Point-based annotation data

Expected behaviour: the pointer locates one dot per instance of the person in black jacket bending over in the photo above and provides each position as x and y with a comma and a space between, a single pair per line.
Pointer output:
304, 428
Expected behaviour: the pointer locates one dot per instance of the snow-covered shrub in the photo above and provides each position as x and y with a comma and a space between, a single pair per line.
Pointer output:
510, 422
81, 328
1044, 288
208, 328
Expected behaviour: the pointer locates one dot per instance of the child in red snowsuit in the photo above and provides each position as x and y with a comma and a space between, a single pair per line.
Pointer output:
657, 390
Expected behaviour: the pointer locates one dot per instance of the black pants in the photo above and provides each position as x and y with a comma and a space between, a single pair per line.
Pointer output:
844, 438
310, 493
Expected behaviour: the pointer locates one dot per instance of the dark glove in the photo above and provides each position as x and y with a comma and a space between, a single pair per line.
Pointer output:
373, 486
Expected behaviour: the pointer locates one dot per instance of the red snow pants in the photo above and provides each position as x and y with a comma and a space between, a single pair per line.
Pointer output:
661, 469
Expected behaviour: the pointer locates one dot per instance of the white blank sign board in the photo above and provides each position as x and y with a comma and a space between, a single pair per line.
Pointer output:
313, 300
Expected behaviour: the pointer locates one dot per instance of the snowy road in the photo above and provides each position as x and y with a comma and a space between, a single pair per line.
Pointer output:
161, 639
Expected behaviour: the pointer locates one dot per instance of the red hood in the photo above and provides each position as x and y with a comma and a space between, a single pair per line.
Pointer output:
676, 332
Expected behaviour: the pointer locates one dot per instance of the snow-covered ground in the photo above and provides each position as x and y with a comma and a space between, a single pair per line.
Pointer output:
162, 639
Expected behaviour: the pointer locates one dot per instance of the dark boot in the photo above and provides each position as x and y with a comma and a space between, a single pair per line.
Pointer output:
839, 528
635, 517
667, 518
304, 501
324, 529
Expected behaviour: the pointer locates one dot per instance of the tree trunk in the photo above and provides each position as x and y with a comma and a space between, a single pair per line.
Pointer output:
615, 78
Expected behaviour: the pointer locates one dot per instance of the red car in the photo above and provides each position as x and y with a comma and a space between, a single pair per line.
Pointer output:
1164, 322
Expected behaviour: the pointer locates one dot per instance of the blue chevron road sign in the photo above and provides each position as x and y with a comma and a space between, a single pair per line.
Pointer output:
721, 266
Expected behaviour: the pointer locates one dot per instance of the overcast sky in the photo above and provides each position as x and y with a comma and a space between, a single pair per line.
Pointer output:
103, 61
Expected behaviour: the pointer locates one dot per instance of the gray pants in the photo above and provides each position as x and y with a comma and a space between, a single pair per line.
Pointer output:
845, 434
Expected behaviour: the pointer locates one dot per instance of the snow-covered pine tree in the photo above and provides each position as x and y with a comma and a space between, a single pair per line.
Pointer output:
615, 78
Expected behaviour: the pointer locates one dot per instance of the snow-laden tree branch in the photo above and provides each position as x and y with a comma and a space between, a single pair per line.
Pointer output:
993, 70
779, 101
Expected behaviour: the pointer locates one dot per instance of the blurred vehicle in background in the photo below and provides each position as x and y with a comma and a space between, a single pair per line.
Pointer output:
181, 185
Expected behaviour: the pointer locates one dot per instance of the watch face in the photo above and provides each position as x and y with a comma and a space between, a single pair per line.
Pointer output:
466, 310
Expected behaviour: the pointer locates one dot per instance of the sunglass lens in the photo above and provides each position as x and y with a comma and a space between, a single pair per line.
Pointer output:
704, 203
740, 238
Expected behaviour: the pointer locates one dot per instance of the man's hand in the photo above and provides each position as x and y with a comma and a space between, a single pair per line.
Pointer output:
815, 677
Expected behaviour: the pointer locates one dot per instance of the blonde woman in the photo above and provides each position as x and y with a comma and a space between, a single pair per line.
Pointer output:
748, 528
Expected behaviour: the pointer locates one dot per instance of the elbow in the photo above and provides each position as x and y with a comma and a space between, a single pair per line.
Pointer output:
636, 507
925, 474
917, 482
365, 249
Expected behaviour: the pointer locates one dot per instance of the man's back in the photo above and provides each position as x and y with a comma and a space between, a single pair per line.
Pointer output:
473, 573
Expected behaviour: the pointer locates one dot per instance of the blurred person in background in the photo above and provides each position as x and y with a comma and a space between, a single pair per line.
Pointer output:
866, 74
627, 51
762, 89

» EXERCISE AIM: Starting from the line with "of the elbow" and ending with the final line of the data, quote every line exactly, both ends included.

» WORKED ANSWER:
Expected behaviour: the pointer locates one dot per instance of the elbow in the photo above and provides each position as x and y with a comma and a space between, a single pair per line.
Pointer output:
636, 507
925, 474
917, 482
365, 249
Expected behaviour: the pointer locates one dot per instance of the man's back in the photo above and provides each position as x and y with a comma and a space between, a single pair per line.
Pointer output:
473, 573
Expected behaviour: the pointer locates one dot per instance of the blurred person in background in the photo above and provides each position as x and y with a comma and a space between, a single pair per line.
Pointer output:
866, 74
627, 51
762, 89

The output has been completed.